[Entries for pointing and labeling]
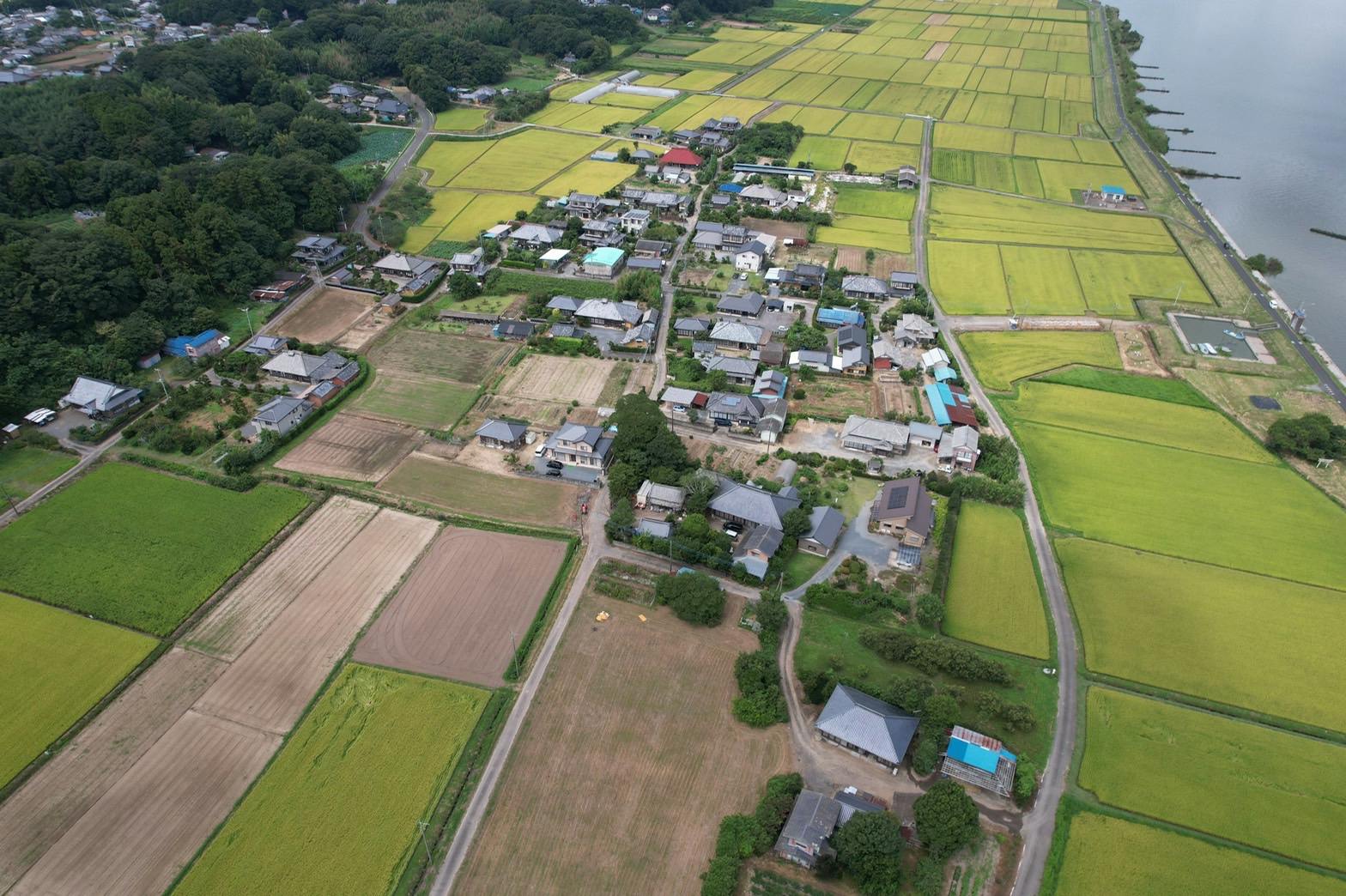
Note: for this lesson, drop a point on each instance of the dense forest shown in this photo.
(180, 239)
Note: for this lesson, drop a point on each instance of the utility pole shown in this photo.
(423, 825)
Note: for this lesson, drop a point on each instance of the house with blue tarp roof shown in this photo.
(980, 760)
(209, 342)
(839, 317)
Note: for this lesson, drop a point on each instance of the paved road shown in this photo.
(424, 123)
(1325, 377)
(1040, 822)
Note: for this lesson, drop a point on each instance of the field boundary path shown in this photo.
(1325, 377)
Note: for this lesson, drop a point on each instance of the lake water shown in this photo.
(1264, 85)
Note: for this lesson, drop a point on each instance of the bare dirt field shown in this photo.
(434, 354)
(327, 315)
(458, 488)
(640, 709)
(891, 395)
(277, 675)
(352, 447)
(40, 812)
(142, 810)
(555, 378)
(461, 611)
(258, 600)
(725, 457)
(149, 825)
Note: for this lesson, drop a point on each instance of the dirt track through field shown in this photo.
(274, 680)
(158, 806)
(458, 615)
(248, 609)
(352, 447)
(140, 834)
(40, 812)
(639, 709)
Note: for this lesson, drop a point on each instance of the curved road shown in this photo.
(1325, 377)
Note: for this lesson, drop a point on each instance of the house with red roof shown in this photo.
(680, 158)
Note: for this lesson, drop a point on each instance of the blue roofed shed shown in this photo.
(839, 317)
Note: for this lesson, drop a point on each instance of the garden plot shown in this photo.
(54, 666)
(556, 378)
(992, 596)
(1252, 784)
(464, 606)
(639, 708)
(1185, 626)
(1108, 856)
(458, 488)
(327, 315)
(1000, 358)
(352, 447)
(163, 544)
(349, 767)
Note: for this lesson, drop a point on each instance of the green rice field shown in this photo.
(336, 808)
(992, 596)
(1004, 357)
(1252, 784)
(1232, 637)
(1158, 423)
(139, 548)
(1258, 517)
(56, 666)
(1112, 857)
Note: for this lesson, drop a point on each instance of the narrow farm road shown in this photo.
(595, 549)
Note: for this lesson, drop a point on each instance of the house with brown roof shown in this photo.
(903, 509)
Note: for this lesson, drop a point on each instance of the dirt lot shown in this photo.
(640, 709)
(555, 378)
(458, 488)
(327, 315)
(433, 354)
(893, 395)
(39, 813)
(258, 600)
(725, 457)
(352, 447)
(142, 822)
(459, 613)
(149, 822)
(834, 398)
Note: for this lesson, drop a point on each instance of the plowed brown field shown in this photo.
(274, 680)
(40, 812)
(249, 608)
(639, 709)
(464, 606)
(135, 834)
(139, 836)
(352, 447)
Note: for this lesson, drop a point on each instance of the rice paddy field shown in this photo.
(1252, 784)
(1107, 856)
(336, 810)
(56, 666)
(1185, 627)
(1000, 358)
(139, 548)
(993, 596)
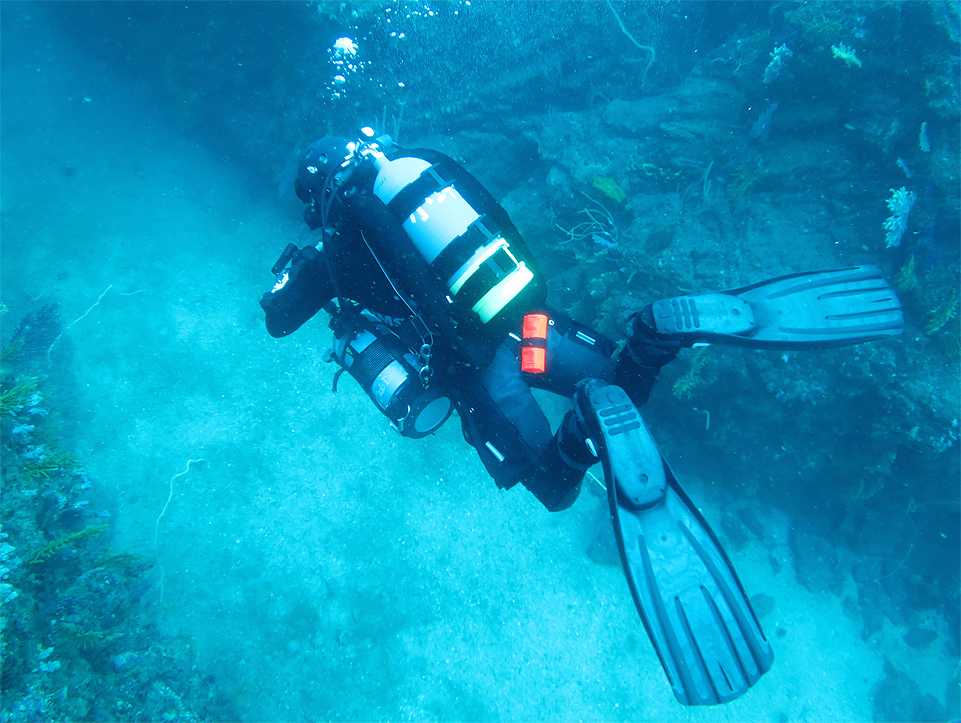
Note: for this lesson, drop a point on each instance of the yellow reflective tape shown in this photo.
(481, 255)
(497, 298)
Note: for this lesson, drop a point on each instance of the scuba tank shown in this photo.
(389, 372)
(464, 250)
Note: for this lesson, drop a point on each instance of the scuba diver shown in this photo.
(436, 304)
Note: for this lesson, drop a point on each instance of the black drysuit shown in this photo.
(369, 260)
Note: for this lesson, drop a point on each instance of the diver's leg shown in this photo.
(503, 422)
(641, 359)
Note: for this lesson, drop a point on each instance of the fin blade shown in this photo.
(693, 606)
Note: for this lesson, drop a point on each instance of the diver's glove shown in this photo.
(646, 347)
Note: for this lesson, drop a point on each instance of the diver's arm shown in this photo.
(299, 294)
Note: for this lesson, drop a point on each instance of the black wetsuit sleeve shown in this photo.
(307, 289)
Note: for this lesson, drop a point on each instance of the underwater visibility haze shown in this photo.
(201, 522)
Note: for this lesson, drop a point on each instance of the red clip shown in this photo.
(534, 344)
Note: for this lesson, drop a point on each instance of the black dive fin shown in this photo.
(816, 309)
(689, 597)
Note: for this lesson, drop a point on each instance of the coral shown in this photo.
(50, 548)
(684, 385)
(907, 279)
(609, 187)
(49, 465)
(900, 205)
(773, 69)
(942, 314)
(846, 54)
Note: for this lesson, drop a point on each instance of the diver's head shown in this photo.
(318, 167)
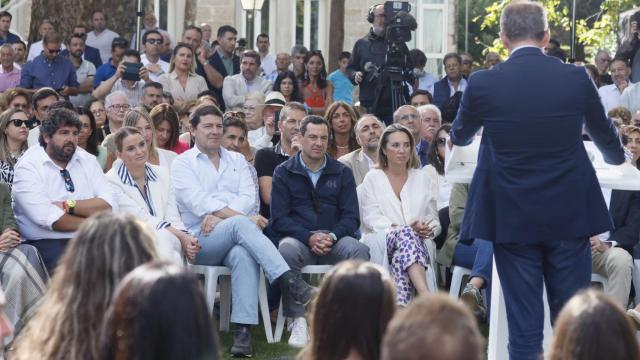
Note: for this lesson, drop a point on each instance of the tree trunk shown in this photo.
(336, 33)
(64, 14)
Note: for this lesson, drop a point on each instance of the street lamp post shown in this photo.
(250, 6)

---

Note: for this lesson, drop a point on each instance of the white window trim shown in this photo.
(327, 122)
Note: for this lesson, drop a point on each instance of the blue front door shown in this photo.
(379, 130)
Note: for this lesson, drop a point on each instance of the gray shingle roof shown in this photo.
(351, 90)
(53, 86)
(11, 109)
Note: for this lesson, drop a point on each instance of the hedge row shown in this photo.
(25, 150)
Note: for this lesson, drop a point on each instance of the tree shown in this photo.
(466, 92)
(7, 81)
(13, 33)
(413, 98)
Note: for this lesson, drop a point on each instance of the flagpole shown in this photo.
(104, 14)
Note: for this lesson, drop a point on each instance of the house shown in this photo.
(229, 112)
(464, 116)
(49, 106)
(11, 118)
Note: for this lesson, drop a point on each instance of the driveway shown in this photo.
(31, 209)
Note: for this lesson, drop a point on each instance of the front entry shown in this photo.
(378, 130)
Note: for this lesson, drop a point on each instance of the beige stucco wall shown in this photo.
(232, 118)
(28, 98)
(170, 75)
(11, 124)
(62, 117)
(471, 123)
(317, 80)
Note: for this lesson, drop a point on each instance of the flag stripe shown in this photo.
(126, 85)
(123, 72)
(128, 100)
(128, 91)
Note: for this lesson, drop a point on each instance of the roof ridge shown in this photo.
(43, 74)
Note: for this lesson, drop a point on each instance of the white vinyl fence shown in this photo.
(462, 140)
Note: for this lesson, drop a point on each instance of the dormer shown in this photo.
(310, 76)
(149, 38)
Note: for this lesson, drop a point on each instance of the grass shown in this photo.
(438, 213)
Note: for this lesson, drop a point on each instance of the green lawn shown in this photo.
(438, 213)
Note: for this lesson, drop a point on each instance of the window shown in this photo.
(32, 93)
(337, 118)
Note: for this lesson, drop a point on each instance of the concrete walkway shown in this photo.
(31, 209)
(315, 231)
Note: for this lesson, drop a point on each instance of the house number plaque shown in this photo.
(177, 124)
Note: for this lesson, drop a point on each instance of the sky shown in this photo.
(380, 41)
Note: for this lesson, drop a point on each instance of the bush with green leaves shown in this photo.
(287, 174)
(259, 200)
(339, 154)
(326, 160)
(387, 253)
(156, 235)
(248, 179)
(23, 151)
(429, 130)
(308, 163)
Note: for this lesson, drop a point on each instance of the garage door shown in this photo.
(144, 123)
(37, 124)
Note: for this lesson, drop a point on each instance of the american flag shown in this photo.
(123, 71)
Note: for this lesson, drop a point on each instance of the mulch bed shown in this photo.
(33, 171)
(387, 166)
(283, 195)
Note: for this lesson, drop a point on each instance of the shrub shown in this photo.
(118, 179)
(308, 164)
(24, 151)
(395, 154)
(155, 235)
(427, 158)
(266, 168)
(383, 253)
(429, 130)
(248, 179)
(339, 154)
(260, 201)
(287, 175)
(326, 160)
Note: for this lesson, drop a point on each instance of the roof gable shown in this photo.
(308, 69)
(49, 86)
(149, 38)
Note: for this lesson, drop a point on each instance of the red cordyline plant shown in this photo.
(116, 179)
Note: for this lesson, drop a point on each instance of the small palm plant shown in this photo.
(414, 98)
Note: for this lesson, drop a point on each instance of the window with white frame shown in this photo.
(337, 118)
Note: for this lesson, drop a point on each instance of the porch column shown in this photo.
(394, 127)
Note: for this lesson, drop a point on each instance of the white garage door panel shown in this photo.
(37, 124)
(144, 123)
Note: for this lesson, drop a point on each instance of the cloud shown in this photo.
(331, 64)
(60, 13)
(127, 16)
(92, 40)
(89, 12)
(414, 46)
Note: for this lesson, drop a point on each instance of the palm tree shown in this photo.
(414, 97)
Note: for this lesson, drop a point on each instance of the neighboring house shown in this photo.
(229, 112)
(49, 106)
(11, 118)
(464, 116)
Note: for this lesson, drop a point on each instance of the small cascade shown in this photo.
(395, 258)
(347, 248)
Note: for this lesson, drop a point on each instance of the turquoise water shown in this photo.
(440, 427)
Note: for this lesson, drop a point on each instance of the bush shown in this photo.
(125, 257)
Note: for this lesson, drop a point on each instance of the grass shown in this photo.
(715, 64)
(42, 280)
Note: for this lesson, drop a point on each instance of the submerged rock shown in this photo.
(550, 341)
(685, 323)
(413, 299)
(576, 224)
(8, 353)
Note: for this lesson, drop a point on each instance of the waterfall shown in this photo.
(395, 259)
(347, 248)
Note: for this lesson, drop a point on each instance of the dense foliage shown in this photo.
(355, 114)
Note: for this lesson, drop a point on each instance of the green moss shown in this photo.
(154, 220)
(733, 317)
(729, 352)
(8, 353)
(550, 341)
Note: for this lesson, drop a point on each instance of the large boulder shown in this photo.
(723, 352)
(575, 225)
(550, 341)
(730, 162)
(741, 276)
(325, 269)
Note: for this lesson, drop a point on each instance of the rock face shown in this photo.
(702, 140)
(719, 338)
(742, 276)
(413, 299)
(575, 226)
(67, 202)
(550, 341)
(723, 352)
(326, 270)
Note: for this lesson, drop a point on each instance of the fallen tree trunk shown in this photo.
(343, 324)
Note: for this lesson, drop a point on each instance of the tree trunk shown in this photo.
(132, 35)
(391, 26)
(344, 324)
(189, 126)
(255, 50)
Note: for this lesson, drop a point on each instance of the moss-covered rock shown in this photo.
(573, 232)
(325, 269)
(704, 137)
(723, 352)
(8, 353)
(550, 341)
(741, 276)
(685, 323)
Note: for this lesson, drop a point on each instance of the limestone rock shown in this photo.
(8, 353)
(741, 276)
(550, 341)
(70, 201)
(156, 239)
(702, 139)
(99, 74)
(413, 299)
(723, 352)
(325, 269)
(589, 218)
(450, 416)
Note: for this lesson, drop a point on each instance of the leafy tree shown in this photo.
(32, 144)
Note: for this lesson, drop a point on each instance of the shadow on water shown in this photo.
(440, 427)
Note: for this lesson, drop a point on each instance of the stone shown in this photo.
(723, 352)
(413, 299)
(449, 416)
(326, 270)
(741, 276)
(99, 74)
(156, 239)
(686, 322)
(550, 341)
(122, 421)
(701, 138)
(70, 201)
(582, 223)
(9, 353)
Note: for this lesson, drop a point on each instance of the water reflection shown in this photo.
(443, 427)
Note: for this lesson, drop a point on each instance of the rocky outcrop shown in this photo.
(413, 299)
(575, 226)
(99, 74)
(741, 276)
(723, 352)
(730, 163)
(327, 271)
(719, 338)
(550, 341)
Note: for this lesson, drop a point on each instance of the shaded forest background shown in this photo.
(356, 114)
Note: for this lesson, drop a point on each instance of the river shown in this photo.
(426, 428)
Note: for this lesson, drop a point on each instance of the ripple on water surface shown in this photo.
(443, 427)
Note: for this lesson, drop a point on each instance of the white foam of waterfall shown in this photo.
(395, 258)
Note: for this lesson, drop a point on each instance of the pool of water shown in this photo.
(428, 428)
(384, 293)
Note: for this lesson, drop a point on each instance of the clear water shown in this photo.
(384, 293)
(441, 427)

Problem to solve
Count the lines in the data above that contain the string "dense".

Completed exercise
2